• [Texto selecionado]:
____
Acórdão nº 05S1918 de Supremo Tribunal de Justiça (Portugal), 19 de Outubro de 2005 (caso NULL)

Magistrado ResponsávelPINTO HESPANHOL
Data da Resolução19 de Outubro de 2005
EmissorSupremo Tribunal de Justiça (Portugal)

Acordam na Secção Social do Supremo Tribunal de Justiça: I 1. Em 20 de Dezembro de 2002, no Tribunal do Trabalho de Matosinhos, A e B intentaram a presente acção, com processo especial, emergente de acidente de trabalho contra C - Empresa de Trabalho Temporário, L.da, e Companhia de Seguros D, S.A., pedindo a condenação das rés no pagamento das pensões e indemnizações devidas pela morte do filho de ambos, E, resultante de acidente de trabalho ocorrido em 5 de Fevereiro de 2002, quando este prestava a sua actividade profissional como servente a favor da primeira ré, embora cedido à empresa utilizadora de trabalho temporário, F, L.da, que procedia à limpeza do telhado das instalações da G - Empresa de Produtos Longos, S.A., em S. Pedro de Fins, Maia.
____
• [Exercício proposto 1]:
Reescreve os registos desde a linha que contém "If you could drop a marker on the grape" até ao fim, substituindo "grape cluster" por "bunch of grapes" e deixando tudo o resto igual.

• [Os registos]:
____
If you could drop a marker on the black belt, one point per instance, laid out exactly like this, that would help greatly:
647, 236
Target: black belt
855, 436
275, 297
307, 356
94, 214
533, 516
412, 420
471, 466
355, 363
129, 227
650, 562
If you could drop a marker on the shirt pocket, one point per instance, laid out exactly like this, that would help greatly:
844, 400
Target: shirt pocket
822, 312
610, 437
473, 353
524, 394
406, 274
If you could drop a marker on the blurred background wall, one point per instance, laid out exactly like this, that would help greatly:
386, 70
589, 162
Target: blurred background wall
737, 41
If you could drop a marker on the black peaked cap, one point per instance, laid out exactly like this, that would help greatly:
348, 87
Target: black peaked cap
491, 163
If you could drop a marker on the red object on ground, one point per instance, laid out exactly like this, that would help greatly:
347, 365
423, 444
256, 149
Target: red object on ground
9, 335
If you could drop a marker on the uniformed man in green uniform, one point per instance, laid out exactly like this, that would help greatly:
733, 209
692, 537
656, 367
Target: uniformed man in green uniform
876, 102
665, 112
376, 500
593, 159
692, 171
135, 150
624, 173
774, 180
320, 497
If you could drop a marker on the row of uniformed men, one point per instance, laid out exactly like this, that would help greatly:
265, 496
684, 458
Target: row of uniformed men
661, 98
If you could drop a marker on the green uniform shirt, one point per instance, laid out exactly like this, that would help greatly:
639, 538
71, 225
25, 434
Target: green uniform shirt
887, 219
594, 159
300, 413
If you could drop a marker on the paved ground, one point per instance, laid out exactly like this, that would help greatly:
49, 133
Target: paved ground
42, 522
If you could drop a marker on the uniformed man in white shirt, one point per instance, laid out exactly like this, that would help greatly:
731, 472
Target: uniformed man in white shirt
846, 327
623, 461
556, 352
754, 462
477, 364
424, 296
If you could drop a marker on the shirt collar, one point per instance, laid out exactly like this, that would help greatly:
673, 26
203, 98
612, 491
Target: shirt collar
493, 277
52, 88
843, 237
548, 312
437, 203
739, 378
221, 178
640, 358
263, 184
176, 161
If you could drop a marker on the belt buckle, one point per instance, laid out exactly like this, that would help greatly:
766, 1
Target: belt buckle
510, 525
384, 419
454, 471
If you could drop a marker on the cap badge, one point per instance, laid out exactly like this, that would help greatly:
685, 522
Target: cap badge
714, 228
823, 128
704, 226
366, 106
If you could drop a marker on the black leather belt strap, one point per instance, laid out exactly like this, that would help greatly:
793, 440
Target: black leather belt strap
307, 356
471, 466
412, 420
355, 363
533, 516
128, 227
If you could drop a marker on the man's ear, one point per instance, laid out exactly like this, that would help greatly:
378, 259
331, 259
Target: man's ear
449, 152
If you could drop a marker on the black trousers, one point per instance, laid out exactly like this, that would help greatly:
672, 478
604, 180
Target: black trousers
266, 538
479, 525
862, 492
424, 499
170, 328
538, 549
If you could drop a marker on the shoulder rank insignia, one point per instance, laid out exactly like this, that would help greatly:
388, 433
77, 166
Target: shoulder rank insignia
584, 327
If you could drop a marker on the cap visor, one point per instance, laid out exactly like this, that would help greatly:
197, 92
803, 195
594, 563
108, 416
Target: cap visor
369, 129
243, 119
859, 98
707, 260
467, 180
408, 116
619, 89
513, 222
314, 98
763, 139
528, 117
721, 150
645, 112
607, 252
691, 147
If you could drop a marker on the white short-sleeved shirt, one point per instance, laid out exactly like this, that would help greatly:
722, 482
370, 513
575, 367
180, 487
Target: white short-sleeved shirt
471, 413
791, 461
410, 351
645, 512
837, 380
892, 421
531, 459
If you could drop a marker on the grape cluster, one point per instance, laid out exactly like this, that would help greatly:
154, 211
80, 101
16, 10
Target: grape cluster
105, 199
____
• [Exercício proposto 2]:
Segundo o acórdão, em que data ocorreu o acidente de trabalho?

• [Resultado 1]:
If you could drop a marker on the bunch of grapes, one point per instance, laid out exactly like this, that would help greatly:
154, 211
80, 101
16, 10
Target: bunch of grapes
105, 199

• [Resultado 2]:
Em 5 de Fevereiro de 2002.